Challenge – Could you copy these lines word for word, beginning at the line that contains "I trust your judgement on this. Please find the man's arm" and stopping after the line that contains "[51,86,132,143]"?

Data extract –
+ + +
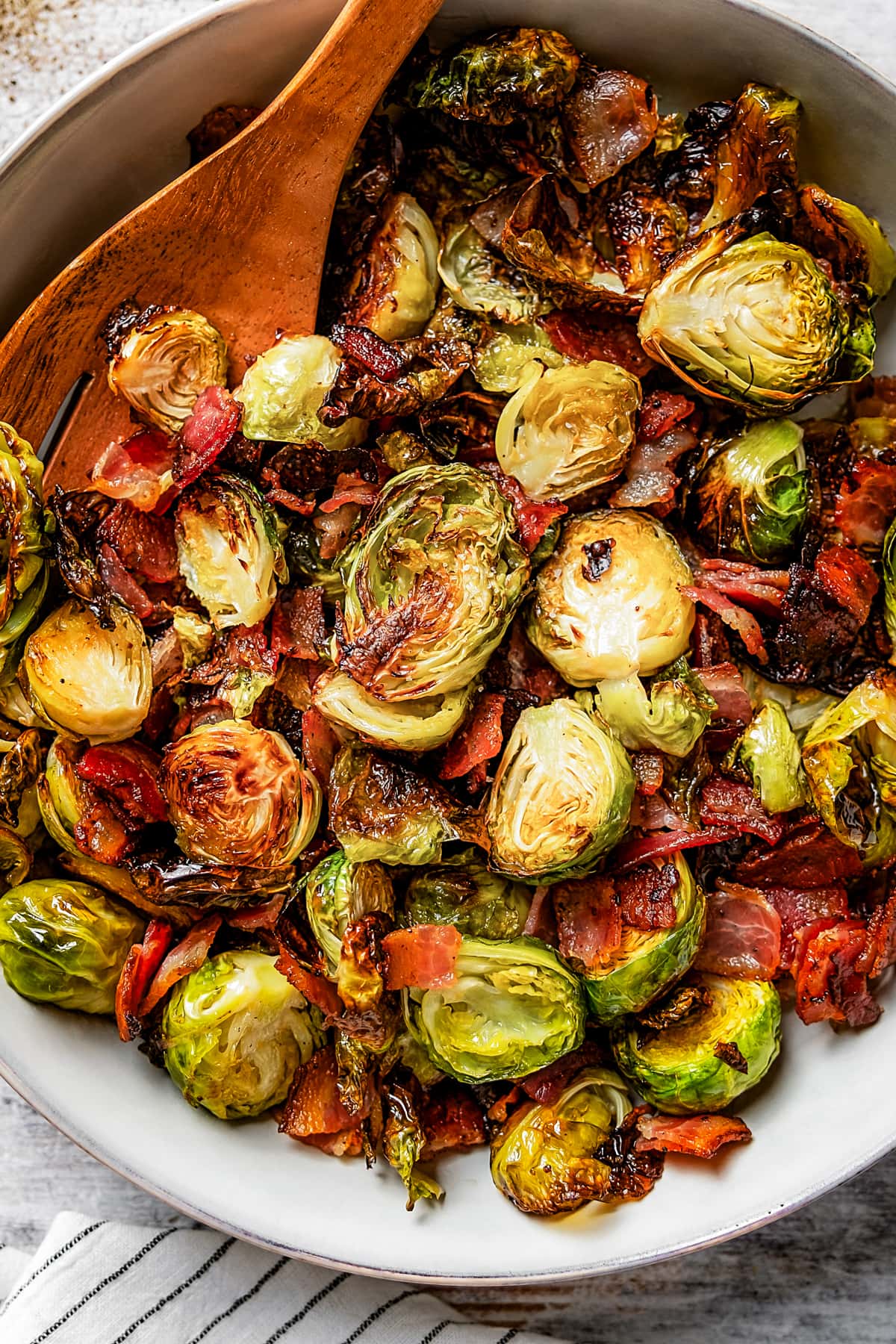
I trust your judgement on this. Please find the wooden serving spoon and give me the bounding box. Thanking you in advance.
+ + +
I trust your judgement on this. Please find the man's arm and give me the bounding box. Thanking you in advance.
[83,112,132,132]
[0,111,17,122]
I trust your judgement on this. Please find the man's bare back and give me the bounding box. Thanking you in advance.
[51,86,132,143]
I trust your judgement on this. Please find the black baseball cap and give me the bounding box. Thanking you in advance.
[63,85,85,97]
+ + +
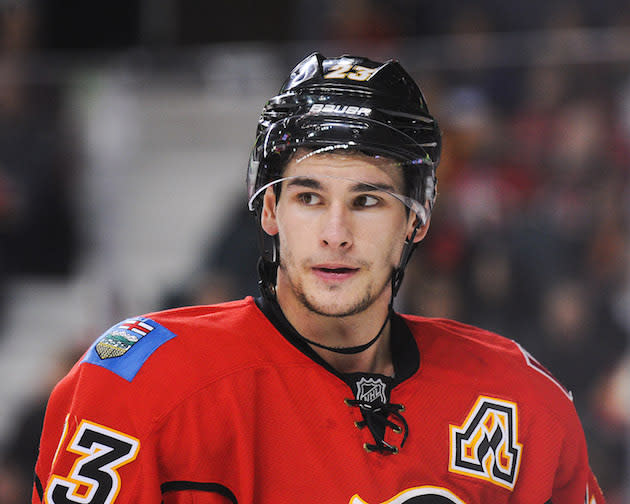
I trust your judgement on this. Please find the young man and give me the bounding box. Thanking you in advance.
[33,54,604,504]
+ + +
Answer to this task –
I trust your judgement on this. Please find the man's arm and give me the bounding box. Thanking you in advance.
[83,112,132,132]
[0,111,17,122]
I trust your judgement on this. Please find the man's bare back and give me the bounding box. Thanking you in advance.
[51,86,132,143]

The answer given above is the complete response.